**Entries provided:**
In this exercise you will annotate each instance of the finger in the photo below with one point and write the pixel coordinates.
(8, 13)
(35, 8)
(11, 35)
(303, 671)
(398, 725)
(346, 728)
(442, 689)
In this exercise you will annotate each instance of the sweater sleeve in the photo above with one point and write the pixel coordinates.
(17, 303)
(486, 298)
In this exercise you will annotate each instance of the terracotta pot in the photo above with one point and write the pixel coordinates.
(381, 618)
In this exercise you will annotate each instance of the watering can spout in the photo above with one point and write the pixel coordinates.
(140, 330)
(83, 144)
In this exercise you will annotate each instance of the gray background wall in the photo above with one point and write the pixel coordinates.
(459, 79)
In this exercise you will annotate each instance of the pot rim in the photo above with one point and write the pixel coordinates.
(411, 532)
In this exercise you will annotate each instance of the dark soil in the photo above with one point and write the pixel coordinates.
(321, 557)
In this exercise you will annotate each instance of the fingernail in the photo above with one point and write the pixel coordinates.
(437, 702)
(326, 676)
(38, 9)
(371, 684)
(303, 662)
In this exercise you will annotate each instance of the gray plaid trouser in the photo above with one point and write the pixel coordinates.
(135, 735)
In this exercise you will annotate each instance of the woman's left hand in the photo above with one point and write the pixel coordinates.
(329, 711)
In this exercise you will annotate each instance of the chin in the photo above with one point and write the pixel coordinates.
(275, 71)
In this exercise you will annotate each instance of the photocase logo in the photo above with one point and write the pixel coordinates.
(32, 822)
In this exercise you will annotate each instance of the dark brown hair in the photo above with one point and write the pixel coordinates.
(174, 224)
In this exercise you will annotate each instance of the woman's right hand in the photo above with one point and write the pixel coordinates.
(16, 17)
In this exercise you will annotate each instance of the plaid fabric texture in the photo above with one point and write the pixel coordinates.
--
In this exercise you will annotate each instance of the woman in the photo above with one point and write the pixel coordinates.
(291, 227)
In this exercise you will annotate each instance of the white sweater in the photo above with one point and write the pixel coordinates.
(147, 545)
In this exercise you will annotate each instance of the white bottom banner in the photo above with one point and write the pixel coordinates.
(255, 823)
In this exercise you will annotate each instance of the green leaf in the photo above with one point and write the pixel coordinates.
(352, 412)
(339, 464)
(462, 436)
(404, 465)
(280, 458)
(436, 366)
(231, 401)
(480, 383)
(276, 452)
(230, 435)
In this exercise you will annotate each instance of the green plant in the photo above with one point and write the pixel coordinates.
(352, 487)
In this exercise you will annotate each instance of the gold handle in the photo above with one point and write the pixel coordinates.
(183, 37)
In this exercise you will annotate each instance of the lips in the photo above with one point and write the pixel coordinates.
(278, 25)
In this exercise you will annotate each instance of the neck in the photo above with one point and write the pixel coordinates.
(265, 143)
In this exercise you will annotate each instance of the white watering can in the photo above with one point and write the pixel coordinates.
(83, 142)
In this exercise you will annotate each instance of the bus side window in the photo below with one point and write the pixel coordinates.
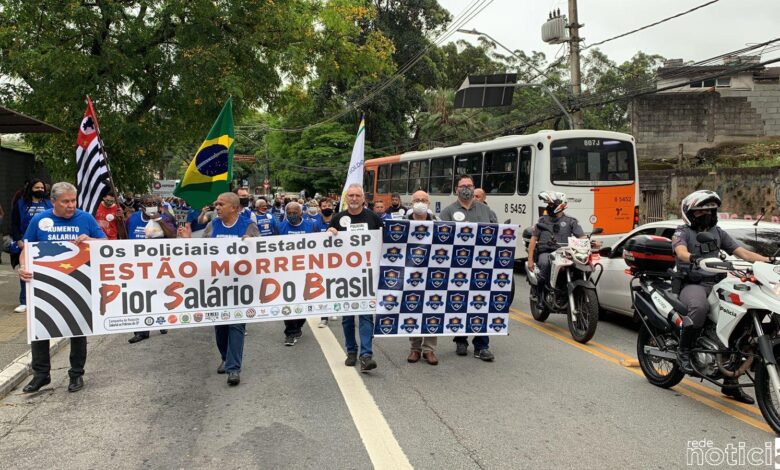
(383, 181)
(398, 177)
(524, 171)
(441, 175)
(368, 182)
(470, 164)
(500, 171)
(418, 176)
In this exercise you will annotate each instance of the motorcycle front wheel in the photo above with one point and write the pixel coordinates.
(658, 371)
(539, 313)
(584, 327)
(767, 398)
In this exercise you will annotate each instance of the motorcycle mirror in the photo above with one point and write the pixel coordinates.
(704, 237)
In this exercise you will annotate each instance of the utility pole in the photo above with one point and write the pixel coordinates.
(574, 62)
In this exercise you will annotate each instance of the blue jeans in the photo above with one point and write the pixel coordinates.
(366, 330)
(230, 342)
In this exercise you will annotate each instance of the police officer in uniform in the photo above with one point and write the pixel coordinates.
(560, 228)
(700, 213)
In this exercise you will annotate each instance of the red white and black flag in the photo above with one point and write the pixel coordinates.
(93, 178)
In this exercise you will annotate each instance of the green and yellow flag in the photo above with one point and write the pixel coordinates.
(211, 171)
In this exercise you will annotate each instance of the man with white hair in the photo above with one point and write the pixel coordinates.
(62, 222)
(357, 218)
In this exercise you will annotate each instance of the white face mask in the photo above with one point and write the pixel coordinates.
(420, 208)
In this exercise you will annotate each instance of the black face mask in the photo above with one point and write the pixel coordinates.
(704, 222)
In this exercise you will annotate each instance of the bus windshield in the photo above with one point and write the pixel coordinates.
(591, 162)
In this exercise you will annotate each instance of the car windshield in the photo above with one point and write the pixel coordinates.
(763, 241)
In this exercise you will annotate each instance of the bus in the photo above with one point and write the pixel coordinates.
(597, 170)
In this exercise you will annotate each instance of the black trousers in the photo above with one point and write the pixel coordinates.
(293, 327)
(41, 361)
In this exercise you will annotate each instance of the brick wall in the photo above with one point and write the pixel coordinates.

**What the task asks:**
Collect each line of the material above that contains the string "woman", and copy every such line in full. A match counts only if its capitalization is identical.

**Answer to the problem:**
In this exercise you will annotate each instance of the woman's left hand in the photo above with one point and write the pixel coordinates.
In this exercise you will annotate each instance of the woman's right hand in the photo above with one point and write the pixel coordinates.
In this exercise you will annotate each instance of the woman in the photo above with one point and write the pixel coordinates.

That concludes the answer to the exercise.